Copy out the rows from the line containing "the red jersey" through the end of the rows, both ends included, substituting "marker" for each "keypoint" and changing nothing else.
= = =
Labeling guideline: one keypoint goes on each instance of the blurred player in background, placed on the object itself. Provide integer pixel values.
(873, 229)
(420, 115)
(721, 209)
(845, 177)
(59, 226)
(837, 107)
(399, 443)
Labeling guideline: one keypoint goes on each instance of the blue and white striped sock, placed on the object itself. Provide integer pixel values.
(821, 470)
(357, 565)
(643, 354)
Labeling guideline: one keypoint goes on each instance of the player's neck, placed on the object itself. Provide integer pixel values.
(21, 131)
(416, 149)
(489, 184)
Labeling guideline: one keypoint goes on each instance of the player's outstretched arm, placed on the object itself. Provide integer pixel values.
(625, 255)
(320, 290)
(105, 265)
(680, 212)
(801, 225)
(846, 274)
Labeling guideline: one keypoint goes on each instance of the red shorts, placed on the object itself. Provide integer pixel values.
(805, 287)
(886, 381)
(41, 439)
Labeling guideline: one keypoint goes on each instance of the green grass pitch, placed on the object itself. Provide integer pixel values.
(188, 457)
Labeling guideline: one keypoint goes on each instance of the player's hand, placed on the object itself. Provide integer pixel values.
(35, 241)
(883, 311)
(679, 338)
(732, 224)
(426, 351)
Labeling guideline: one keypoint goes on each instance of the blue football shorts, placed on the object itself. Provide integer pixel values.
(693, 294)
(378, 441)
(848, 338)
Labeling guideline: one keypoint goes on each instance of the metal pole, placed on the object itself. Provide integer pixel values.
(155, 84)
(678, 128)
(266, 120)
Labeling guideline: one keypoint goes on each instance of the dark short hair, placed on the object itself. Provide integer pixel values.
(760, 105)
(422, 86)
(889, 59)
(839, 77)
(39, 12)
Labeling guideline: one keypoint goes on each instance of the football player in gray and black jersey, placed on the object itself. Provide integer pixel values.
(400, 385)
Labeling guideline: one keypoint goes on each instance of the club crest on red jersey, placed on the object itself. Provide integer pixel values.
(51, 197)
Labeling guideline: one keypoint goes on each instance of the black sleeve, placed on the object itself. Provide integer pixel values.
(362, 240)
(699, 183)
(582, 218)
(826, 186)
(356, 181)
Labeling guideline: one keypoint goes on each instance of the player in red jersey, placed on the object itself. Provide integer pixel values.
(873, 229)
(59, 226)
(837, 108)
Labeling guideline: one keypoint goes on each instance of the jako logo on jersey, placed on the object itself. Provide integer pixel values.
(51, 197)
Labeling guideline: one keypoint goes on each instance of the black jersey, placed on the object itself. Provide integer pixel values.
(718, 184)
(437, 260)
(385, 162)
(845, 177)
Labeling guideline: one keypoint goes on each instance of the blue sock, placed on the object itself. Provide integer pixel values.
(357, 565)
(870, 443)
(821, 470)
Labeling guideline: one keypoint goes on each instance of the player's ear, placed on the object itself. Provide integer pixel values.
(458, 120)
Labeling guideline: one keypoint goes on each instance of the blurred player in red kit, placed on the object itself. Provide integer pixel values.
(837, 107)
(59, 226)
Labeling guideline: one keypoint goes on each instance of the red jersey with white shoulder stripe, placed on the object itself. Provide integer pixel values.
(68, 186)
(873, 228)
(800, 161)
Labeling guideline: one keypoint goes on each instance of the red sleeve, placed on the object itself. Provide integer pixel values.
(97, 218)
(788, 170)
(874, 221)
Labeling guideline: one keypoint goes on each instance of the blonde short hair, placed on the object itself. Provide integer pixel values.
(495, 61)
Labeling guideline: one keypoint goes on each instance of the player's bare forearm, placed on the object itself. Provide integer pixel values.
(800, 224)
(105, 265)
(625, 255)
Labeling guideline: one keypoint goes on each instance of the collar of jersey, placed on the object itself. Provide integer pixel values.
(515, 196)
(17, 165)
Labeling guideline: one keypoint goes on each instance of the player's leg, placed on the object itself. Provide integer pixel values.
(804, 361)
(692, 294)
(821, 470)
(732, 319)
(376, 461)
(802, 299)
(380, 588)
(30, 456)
= = =
■ RESULT OF THIS TASK
Labeling guideline: one marker goes on each instance of the red jersey with white shoulder stripe, placed on the object itself. Provide integer pixel values.
(68, 186)
(873, 228)
(800, 161)
Labeling guideline: one marker goes on each instance of the red sleeve, placed on the object itself. Provide integer pixel values.
(97, 218)
(788, 170)
(874, 221)
Labeling guideline: one marker goes on each instance of the blonde short hair, placed on the object itself. Provide integer pixel values.
(495, 61)
Labeling guideline: one marker goes on each instance of the player's bare forearm, placed on the object itself. Provide integer pixel values.
(800, 224)
(105, 265)
(625, 255)
Labeling guideline: one marker goes on each instance of the collar of jersey, placed on the object itself. Provide integer pixel values.
(515, 196)
(17, 165)
Labeling guideline: one marker goes on each instance of the player's leg, placed on the object itself. Provide integer pixel values.
(804, 361)
(692, 294)
(821, 470)
(732, 319)
(376, 461)
(802, 299)
(380, 588)
(30, 456)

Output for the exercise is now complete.